Work instructions ▸
Reproduce the entries below, changing each occurrence of "AR layer" to "AR overlay" and leaving all other text unaltered.

Part of a data file ▸
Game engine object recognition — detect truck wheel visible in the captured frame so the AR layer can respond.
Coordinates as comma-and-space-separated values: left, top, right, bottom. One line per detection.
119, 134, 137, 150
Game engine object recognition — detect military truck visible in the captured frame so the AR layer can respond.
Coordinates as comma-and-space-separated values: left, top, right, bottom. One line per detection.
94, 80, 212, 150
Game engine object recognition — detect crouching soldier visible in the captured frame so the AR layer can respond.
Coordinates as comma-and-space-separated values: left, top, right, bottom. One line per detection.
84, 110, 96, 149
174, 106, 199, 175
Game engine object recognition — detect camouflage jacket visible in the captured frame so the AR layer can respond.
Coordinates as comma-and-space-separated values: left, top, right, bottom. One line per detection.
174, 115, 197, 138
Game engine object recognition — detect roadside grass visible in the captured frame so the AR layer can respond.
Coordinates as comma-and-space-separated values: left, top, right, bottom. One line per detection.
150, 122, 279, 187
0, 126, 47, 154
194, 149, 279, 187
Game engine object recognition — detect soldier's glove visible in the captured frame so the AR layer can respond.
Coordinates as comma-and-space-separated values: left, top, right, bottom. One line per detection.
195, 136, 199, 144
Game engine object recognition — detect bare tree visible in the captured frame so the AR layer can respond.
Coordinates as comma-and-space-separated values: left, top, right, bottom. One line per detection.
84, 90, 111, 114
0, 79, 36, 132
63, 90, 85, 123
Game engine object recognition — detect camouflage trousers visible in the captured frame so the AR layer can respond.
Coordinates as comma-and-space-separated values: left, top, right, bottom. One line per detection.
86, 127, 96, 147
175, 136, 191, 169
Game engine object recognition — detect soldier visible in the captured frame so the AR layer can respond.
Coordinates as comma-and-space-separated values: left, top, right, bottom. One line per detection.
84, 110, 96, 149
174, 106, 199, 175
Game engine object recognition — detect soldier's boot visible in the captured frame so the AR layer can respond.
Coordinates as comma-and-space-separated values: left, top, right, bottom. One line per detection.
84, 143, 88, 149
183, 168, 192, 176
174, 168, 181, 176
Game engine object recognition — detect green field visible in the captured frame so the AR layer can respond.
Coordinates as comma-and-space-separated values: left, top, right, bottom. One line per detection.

Finished task ▸
Game engine object recognition — detect truck wheel visible in the captured frame so the AR overlay can respond.
Coordinates as comma-and-space-separated values: left, top, right, bottom. One line per detection.
119, 134, 137, 150
Game engine object recognition — detect military truck visible in the captured frame so the AR overlay can respond.
Coordinates as comma-and-space-separated values: left, top, right, bottom. One line per detection.
94, 80, 212, 150
Game engine object recognition — detect crouching soldier visible in the captured frame so the AR overlay can respond.
Coordinates as comma-and-space-separated values: left, top, right, bottom. One line per detection.
84, 110, 96, 149
174, 106, 199, 175
Game engine object recognition — detect camouflage jacket visible in the captured frame so the AR overlay can respond.
Coordinates as comma-and-space-separated values: left, top, right, bottom. One line per detection.
174, 115, 197, 138
Game engine object recognition — detect roadside grass visible in the captured frame so the AR overlay can respond.
Coordinates as comma-and-space-separated values: left, top, right, bottom. One line per detection.
150, 122, 279, 187
0, 126, 47, 154
194, 149, 279, 187
Game engine object recognition — detect soldier's glove visible in the captured frame so the AR overlay can respond.
Coordinates as comma-and-space-separated values: left, top, right, bottom. One line per detection.
195, 136, 199, 144
Game engine object recognition — detect bare tree visible in the captured frame so the AR overlay can respond.
Coordinates as comma-and-space-separated values: left, top, right, bottom. One line per detection.
84, 90, 111, 114
0, 79, 36, 132
63, 90, 85, 123
Game engine object recognition — detect camouflage trousers visible in the captured frame so the AR overlay can respond.
Coordinates as comma-and-space-separated values: left, top, right, bottom. One line per detection.
86, 127, 96, 147
175, 136, 191, 169
Game engine object recognition — detect soldier visible in the captured frame so the AR overlay can respond.
Coordinates as comma-and-space-separated values: left, top, right, bottom. One line per detection.
84, 110, 96, 149
174, 106, 199, 175
Game engine object recognition — detect soldier's boot visible in the captured frame so the AR overlay can respond.
Coordinates as comma-and-space-separated values: left, top, right, bottom. One line per detection.
84, 143, 88, 149
183, 168, 192, 176
174, 168, 181, 176
Game engine object recognition — detect green field visible in the captured frame so the AR overlay can respond.
Coordinates as comma-and-space-separated values: left, top, right, bottom. One line per detection.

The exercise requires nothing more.